#### Brano
------------------------------------------------------------------------
Cosa induce Letta ed Alfano ad annunciare trionfanti la ripresa nel 2014? Sono semplicemente pazzi?
Probabilmente hanno letto di sfuggita (o si sono fatti leggere di sfuggita) le previsioni di gennaio dell’FMI.
Queste previsioni si rivelano ottimistiche in quanto il commercio mondiale di merci e servizi è tornato a crescere ad una velocità maggiore rispetto a quella del PIL.

Quelli che si sono ripresi
Fuori dal tunnel, quindi?
Per affermarlo si dev’essere ignoranti o ciarlatani, perché poi le cifre vanno lette.
Tra le “economie avanzate” ride l’accoppiata anglo-americana. Gli USA hanno una ripresa del 2,8% e la Gran Bretagna del 2,4%.
L’Eurozona invece stenta (1%) perché Francia, Italia e Spagna (Grecia e Portogallo non contano) sono delle palle al piede che frenano la ripresa tedesca (1,6%)
------------------------------------------------------------------------
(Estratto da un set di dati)
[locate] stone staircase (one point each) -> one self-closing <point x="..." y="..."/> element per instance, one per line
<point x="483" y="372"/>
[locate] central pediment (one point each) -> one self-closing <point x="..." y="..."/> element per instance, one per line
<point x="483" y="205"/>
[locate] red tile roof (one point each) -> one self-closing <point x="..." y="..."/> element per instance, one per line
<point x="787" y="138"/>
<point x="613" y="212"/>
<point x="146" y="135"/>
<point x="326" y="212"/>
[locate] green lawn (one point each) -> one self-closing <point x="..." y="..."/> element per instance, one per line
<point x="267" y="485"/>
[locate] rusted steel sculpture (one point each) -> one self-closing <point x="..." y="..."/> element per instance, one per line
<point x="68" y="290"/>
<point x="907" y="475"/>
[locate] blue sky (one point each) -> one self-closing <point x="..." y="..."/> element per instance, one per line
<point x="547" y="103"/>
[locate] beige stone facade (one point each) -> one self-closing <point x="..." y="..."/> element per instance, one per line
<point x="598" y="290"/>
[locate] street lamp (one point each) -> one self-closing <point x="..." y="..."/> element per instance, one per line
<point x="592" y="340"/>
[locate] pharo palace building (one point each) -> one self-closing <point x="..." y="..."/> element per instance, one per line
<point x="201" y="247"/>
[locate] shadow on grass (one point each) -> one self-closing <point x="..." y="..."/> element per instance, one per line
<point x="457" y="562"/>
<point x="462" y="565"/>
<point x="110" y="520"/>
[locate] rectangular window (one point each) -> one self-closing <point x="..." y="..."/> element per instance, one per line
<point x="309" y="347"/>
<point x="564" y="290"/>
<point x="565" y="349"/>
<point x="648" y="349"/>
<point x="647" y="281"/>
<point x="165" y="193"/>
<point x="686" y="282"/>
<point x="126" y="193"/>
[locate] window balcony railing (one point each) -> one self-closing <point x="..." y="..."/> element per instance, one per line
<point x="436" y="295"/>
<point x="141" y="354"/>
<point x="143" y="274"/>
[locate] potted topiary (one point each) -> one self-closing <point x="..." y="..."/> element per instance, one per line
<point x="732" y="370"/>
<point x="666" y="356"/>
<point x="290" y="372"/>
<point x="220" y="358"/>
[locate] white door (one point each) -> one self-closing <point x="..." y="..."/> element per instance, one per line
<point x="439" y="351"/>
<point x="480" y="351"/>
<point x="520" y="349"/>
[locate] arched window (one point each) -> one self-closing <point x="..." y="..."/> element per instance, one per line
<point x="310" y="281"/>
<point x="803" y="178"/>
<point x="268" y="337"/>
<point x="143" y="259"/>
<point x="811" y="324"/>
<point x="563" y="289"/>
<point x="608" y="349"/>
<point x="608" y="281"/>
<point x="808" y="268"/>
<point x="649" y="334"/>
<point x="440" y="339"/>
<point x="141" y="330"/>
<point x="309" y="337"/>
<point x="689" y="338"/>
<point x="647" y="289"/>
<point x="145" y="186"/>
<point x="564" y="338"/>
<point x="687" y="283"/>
------------------------------------------------------------------------
#### Compiti da svolgere
(a) Trascrivi dal brano tutto il testo che va da "Probabilmente hanno letto" fino a "dal tunnel, quindi?".
(b) Secondo il brano, quale percentuale di ripresa ha la Gran Bretagna?

#### Elenco delle risposte
(a)
Probabilmente hanno letto di sfuggita (o si sono fatti leggere di sfuggita) le previsioni di gennaio dell’FMI.
Queste previsioni si rivelano ottimistiche in quanto il commercio mondiale di merci e servizi è tornato a crescere ad una velocità maggiore rispetto a quella del PIL.

Quelli che si sono ripresi
Fuori dal tunnel, quindi?

(b) Il 2,4%.